**STATED EXERCISE**
Quote word for word the lines of the records from the line with "Locate the large" up to and including the line with "x=103 y=113".

[Data listing]
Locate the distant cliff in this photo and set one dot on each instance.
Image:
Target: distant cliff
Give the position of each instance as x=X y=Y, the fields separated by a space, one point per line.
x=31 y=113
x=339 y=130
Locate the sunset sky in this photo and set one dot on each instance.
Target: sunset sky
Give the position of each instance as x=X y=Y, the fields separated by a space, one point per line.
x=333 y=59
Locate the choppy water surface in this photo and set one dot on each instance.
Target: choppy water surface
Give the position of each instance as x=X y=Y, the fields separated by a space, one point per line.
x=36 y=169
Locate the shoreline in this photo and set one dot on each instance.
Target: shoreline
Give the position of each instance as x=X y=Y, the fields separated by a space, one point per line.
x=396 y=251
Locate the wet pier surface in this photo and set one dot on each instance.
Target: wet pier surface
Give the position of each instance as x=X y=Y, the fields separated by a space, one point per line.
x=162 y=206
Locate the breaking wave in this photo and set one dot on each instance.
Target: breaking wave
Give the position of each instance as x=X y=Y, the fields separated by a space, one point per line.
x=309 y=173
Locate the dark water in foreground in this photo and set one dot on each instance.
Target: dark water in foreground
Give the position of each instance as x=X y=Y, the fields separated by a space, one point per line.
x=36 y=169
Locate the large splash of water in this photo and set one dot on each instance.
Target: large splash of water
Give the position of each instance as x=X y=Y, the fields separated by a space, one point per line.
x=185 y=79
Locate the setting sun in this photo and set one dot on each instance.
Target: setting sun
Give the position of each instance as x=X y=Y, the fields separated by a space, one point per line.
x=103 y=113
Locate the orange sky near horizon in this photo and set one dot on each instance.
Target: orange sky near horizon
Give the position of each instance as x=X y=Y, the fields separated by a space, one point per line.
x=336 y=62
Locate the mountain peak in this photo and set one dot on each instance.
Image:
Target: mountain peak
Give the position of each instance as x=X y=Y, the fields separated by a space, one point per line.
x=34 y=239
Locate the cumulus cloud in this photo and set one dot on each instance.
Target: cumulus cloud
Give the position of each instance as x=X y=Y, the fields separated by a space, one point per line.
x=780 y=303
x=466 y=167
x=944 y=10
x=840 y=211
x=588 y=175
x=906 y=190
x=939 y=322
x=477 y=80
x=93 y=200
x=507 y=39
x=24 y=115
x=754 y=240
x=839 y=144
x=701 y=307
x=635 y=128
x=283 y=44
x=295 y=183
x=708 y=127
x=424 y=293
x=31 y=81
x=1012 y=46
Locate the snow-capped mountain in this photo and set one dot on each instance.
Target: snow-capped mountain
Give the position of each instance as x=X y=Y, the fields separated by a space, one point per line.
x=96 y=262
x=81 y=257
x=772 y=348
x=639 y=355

**CORRECT OUTPUT**
Locate the large splash of water in this photo and set one dot on each instance.
Target: large splash of water
Give the position of each instance as x=X y=Y, the fields separated by a space, one point per line.
x=185 y=79
Locate the setting sun in this photo and set one dot on each instance.
Target: setting sun
Give the position of each instance as x=X y=Y, the fields separated by a space, one point per line.
x=103 y=113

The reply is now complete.